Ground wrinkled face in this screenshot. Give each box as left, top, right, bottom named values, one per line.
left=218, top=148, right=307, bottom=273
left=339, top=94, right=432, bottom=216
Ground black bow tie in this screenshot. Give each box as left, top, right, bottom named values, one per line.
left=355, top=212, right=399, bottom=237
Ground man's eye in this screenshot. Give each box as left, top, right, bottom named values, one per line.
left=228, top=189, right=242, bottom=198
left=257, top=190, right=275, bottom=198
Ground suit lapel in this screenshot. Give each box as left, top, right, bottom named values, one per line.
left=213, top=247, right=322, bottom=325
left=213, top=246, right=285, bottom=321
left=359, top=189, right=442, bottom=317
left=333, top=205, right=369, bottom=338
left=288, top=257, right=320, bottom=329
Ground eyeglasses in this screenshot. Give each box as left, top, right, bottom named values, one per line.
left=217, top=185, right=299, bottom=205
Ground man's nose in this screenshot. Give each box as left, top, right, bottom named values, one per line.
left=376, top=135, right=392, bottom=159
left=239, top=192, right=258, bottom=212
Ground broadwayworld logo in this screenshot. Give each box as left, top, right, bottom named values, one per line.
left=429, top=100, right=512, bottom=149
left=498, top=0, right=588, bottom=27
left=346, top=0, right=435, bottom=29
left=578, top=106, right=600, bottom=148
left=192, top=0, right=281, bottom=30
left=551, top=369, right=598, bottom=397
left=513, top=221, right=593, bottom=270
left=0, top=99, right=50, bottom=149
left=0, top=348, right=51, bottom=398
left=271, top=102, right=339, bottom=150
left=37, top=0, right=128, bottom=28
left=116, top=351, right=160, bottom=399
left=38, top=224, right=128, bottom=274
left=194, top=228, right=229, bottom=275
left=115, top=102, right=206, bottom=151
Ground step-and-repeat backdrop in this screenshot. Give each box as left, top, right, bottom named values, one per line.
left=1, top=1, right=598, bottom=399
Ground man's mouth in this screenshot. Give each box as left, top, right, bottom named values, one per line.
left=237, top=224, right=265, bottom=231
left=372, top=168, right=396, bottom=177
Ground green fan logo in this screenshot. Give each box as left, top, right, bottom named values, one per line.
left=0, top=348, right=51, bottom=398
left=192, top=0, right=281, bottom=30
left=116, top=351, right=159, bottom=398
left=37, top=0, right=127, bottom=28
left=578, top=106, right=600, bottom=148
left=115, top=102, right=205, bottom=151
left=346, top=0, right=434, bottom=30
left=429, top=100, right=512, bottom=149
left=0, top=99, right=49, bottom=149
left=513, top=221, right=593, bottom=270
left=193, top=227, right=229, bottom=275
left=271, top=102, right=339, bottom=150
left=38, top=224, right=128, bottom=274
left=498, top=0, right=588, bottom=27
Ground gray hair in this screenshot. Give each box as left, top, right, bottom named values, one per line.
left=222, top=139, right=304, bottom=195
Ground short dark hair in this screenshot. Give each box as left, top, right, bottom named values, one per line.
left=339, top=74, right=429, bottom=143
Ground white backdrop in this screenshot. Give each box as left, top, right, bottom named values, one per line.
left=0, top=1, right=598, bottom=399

==

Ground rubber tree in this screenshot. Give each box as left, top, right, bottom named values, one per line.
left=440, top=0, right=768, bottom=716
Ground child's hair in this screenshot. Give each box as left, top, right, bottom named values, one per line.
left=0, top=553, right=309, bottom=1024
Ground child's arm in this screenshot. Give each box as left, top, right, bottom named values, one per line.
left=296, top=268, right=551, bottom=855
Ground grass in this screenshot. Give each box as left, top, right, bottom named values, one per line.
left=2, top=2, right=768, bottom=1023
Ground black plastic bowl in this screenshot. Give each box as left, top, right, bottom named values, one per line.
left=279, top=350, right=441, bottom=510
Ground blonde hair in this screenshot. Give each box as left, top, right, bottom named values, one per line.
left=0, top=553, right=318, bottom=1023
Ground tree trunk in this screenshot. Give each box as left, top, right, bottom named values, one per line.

* * *

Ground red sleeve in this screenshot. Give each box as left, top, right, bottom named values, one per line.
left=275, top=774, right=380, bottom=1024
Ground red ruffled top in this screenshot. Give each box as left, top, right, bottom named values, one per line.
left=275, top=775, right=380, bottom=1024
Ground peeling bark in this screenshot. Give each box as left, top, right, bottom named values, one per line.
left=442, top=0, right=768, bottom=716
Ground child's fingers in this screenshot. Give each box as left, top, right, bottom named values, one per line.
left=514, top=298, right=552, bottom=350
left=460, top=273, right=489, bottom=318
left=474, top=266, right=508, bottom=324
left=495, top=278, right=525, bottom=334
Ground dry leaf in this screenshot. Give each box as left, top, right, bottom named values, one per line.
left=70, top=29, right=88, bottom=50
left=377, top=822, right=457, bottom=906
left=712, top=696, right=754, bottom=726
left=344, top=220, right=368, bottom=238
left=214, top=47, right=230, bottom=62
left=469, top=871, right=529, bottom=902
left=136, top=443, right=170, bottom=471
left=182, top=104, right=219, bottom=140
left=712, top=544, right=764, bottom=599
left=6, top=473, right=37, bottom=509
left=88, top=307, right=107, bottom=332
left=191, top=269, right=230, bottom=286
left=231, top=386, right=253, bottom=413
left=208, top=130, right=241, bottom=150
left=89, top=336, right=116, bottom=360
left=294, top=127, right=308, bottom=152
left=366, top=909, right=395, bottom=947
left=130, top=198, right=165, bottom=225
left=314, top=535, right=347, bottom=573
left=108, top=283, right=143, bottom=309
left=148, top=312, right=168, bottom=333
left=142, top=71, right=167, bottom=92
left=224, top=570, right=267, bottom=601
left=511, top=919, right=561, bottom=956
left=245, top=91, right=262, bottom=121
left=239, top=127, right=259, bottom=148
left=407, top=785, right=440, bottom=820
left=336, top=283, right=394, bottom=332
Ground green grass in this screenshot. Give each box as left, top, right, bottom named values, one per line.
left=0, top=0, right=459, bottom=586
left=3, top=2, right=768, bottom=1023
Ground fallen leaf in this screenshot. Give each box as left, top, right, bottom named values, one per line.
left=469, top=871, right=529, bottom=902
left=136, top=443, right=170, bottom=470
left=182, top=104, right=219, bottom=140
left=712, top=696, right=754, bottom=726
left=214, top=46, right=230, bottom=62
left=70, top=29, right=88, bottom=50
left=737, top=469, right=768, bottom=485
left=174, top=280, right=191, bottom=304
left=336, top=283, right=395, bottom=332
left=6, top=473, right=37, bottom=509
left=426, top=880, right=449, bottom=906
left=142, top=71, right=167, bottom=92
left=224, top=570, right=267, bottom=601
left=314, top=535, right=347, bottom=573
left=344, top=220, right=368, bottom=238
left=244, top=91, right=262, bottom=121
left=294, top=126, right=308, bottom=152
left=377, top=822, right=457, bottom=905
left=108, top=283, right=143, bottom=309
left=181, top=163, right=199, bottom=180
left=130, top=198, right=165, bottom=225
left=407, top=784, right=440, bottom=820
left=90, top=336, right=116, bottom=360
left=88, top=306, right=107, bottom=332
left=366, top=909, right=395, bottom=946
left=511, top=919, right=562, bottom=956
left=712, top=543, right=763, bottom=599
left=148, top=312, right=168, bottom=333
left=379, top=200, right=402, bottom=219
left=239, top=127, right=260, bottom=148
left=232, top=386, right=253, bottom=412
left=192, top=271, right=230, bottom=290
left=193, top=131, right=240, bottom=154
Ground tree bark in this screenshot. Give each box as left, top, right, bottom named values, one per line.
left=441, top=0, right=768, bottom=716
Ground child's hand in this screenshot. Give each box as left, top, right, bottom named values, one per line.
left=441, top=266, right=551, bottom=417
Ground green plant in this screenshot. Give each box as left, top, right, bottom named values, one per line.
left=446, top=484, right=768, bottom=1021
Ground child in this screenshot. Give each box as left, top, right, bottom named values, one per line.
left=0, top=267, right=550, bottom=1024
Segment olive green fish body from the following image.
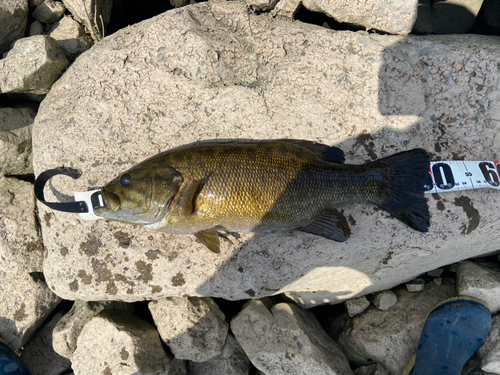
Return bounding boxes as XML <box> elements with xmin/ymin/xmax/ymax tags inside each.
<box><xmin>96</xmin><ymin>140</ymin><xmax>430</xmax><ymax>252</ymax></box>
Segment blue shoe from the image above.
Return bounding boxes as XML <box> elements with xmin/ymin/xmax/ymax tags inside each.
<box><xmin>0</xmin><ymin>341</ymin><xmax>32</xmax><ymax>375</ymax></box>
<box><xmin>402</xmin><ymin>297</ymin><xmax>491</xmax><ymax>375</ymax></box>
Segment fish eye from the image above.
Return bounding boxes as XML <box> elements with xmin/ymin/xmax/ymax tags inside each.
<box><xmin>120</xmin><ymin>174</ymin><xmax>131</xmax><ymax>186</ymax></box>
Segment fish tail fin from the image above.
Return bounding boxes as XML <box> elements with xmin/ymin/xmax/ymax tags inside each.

**EXERCISE OBJECTIVE:** In the material above, locate the line containing "Ground black plastic" and the line containing "Ground tree trunk". Transcribe exactly those two lines and every line between them, and nothing more.

**EXERCISE OUTPUT:**
Ground black plastic bowl in this screenshot. Give each box as left, top, right, bottom named values, one per line.
left=279, top=350, right=441, bottom=510
Ground blonde hair in this screenshot. Give each box as left, top, right, bottom named values, one per line.
left=0, top=553, right=318, bottom=1023
Ground tree trunk in this screenshot. Give each box as left, top, right, bottom named values, one per line.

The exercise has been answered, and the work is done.